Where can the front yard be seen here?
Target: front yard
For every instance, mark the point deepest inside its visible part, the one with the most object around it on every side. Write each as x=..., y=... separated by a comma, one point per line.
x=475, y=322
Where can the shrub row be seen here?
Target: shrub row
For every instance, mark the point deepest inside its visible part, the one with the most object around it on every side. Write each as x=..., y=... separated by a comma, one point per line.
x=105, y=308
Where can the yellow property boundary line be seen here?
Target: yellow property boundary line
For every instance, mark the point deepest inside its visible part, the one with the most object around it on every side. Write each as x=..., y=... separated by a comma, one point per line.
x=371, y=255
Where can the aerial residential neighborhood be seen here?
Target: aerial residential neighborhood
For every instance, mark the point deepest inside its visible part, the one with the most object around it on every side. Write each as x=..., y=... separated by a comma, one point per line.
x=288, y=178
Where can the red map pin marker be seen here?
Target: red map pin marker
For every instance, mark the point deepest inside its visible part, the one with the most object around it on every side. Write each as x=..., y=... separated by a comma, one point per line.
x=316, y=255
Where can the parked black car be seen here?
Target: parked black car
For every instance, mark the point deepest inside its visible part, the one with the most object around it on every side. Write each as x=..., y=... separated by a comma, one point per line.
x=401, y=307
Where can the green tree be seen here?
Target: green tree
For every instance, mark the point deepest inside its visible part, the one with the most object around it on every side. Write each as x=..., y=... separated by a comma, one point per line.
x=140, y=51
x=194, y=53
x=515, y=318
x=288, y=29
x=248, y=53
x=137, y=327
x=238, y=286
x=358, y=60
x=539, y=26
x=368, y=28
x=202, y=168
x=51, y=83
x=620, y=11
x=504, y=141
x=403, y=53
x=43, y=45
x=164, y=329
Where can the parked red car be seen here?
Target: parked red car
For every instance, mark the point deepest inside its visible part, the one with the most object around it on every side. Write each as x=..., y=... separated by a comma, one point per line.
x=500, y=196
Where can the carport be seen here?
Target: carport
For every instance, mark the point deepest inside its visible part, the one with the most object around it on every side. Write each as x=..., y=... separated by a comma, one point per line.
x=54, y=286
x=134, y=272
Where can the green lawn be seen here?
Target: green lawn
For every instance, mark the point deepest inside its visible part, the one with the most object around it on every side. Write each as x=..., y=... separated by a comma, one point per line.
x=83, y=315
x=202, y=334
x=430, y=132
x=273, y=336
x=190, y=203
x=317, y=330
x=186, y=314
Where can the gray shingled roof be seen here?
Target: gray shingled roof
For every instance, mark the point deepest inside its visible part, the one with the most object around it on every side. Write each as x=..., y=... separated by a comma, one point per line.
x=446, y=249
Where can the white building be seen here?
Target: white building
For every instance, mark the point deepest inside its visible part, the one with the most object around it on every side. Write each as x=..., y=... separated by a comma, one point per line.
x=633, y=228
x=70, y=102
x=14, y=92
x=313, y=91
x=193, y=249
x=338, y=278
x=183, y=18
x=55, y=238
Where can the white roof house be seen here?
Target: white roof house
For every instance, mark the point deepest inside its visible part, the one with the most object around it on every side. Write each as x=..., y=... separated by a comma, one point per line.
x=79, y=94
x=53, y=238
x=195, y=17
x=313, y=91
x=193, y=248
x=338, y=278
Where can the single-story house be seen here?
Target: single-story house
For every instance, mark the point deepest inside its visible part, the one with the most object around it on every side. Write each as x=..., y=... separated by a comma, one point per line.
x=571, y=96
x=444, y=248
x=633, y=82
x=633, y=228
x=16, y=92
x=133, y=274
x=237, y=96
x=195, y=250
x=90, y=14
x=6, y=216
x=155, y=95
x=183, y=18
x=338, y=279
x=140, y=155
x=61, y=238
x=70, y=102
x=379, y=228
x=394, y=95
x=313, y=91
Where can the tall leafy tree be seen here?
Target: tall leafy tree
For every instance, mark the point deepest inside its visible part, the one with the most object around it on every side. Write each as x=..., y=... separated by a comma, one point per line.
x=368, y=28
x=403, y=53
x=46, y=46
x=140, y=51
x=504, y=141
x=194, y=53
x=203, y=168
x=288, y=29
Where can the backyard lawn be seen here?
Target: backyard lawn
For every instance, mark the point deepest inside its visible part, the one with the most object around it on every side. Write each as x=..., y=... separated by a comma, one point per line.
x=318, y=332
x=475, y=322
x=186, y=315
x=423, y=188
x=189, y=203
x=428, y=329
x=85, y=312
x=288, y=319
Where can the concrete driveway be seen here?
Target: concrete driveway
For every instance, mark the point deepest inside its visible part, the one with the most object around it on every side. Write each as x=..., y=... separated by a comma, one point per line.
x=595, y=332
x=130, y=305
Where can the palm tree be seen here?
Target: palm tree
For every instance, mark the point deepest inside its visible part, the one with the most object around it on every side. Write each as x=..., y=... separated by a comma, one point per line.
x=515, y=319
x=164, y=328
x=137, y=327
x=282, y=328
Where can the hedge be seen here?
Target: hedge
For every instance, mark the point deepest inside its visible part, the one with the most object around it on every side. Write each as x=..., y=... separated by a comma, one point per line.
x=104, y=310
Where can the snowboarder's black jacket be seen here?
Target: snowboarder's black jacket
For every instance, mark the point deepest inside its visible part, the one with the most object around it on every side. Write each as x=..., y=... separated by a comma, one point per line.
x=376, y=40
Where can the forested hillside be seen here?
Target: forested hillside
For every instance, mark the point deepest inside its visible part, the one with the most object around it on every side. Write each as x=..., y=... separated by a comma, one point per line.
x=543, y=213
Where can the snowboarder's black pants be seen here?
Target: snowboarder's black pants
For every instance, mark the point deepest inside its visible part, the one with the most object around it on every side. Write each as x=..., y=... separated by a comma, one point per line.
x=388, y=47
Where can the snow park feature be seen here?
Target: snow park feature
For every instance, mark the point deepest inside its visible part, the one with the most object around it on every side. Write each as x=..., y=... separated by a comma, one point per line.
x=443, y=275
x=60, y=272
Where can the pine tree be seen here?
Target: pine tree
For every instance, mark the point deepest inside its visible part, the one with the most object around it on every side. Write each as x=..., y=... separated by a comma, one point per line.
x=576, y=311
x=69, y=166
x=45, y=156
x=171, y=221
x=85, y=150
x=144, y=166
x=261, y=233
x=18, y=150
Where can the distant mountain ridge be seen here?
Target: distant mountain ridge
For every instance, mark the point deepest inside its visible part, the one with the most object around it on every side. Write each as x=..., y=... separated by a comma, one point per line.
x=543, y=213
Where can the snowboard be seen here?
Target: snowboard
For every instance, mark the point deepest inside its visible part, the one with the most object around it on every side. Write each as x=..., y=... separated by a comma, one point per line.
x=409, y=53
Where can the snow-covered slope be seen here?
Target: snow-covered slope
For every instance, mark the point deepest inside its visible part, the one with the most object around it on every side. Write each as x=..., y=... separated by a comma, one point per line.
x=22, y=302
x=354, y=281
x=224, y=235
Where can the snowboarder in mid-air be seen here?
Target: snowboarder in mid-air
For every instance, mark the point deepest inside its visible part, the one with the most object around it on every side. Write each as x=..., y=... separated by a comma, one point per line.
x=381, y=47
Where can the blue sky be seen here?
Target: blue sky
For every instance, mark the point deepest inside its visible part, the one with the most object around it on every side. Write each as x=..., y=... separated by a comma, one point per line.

++++++++++

Go through the records and count the lines that include "distant", then give only that number.

2